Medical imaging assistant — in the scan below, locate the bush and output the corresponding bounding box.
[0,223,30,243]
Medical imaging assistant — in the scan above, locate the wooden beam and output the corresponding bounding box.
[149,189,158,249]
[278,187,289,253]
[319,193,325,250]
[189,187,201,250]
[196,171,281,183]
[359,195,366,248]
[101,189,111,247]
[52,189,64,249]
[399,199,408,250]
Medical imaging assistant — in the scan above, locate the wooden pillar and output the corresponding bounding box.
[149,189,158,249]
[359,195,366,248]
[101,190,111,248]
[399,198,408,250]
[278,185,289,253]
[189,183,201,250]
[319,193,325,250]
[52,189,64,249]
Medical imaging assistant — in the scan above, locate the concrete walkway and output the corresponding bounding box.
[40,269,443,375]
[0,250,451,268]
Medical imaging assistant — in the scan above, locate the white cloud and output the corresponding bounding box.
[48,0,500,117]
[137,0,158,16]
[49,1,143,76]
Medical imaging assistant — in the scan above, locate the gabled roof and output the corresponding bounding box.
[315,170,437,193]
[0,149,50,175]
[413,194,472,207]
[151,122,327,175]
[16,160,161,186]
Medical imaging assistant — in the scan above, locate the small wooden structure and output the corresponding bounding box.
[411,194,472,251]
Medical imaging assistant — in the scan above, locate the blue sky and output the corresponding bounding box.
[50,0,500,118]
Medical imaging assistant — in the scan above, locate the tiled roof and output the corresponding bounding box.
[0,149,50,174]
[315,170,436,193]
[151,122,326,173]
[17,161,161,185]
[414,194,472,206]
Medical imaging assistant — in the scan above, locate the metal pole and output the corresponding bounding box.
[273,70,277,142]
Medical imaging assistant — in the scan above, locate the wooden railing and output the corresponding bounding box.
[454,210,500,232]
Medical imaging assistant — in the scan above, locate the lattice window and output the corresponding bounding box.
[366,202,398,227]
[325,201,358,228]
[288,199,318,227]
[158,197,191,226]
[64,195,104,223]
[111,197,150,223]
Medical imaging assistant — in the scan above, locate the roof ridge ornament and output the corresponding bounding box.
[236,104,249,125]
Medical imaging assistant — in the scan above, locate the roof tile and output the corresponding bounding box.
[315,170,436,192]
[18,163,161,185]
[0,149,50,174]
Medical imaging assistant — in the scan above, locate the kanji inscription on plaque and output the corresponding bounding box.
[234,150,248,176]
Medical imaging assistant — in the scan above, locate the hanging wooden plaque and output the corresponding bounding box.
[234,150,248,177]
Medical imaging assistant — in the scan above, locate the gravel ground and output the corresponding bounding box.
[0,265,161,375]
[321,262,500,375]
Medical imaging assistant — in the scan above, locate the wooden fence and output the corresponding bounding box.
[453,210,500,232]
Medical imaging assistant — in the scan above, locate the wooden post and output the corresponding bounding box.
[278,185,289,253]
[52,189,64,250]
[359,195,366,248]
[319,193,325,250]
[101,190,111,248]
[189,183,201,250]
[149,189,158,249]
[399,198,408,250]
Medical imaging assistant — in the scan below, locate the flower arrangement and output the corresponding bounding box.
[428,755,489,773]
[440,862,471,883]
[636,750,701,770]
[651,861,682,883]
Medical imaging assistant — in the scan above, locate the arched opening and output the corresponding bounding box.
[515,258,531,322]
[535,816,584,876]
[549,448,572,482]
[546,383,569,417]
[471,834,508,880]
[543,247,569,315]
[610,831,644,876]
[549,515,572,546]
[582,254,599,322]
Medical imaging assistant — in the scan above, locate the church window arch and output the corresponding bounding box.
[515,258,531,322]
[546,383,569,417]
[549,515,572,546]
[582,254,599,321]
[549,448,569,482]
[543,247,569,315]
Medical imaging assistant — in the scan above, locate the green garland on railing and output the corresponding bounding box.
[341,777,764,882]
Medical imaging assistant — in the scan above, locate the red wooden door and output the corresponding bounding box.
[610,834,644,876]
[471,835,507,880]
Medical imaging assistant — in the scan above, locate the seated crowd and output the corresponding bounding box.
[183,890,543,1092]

● **Your task**
Format the data above as a two-column CSV with the header "text,answer", with one row for each text and its answer. Put each value in its own quoted field and turn any line breaks into spaces.

● **Exercise result**
text,answer
"Medical imaging assistant — in the scan below, locate the bush and output the corresponding bounding box.","[0,223,30,243]"
"Medical imaging assistant — in the scan above, locate the wooden beam and output the corresponding bounding box.","[149,189,158,249] [278,187,289,253] [319,193,325,250] [189,187,201,250] [196,171,281,183] [359,195,366,248] [101,189,111,247] [52,189,64,249] [399,199,408,250]"
"Medical imaging assistant — in the scan above, locate the wooden pillar and output the corresponding bounding box.","[149,189,158,249] [359,195,366,248] [101,190,111,248] [399,198,408,250] [278,185,289,253] [189,183,201,250] [319,193,325,250] [52,189,64,249]"
"Medical imaging assistant — in the scan above, locate the concrete walkway and output the corresponding bounding box.","[40,269,443,375] [0,250,451,268]"
"Medical imaging assistant — in the scan above, locate the white cloud and output the corresponding bounding box.","[48,0,500,117] [137,0,158,16] [49,1,143,76]"
"Medical imaging assistant — in the scan above, locate the gabled roof and output the corresponding bounding box.","[315,170,437,193] [0,149,50,175] [413,194,472,207] [151,122,327,175] [16,160,161,186]"
"Medical imaging assistant — in the scan above, locate the small wooden structure and output the corresponding bounding box.","[411,194,472,251]"
"Medical imaging assistant — in the scan above, locate the blue sky and output the corresponding bounding box.","[50,0,500,118]"
"Medical imaging assistant — in the scan above, locate the tiled roof and output the corresponding bounding box.","[0,149,50,174] [315,170,436,193] [151,122,326,173] [17,161,161,185] [414,194,472,206]"
"Medical imaging assistant — in the scan above, locate the metal pole and output the corresponding bounding box.","[273,70,277,142]"
"Medical imaging assistant — in the scan above, locate the wooden railing and output the corresponding bounding box.","[454,210,500,232]"
"Medical imaging assistant — in the scan above, locate the lattice window and output the corresponding bounding box.","[366,202,398,227] [325,201,358,228] [288,199,318,227] [158,197,191,226] [64,195,104,223] [111,197,150,223]"
"Medical imaging assistant — in the scan above, locate the roof ridge ornament and output the corresponding bounding box.","[236,104,249,125]"
"Medical imaging assistant — in the scan above, locate the roof tile and output the corresponding bounding box.","[315,170,436,192] [18,163,161,185] [0,149,50,174]"
"Medical imaging assistant — in the scan above, locate the kanji inscription on plaque and output the corresponding bounding box.","[234,150,248,176]"
"Medical imaging assistant — in the scan above, locate the hanging wooden plaque and output the corresponding bounding box.","[234,150,248,177]"
"Medical imaging assistant — in the scan above, locate the gravel ground and output the corresponding bounding box.","[0,265,161,375] [321,262,500,375]"
"Medical imaging assistant — in the scan above, locate the wooden fence and output the corresponding bounding box.","[453,210,500,232]"
"Medical imaging assistant — in the scan above, locate the wooden post and output the corresponding bounding box.","[278,185,289,253] [52,189,64,250] [359,195,366,248] [319,193,325,250] [101,190,111,248] [189,183,201,250] [149,189,158,249] [399,198,408,250]"
"Medical imaging assistant — in the scan below, locate the flower arrangement and output the corresponding bounding box.","[428,755,489,773] [440,862,471,883] [636,750,701,770] [651,861,682,883]"
"Medical imaging assistant — in the scan above, locate the arched opening and output the corresponding bounding box.","[515,258,531,322] [535,816,584,876] [549,448,572,482] [546,383,569,417] [471,834,508,880] [543,247,569,315] [610,831,644,876] [549,515,572,546] [582,254,599,322]"
"Medical imaging assistant — in the scan above, locate the church window arch and output the corresponding bounding box.","[515,258,531,322] [546,383,569,417] [549,515,572,546] [582,254,599,321] [549,448,569,482] [543,247,569,315]"
"Medical imaging assistant — in the scan above, locate the green garland on railing and output the corresponding bounding box.","[341,777,764,882]"
"Medical imaging assistant — in the scan above, locate the red wooden door and output the corresponding bounding box.","[610,834,644,876] [471,835,507,880]"
"Medical imaging assistant — in the scan above, locate the seated crowd and output the corresponding bounding box.","[183,890,543,1092]"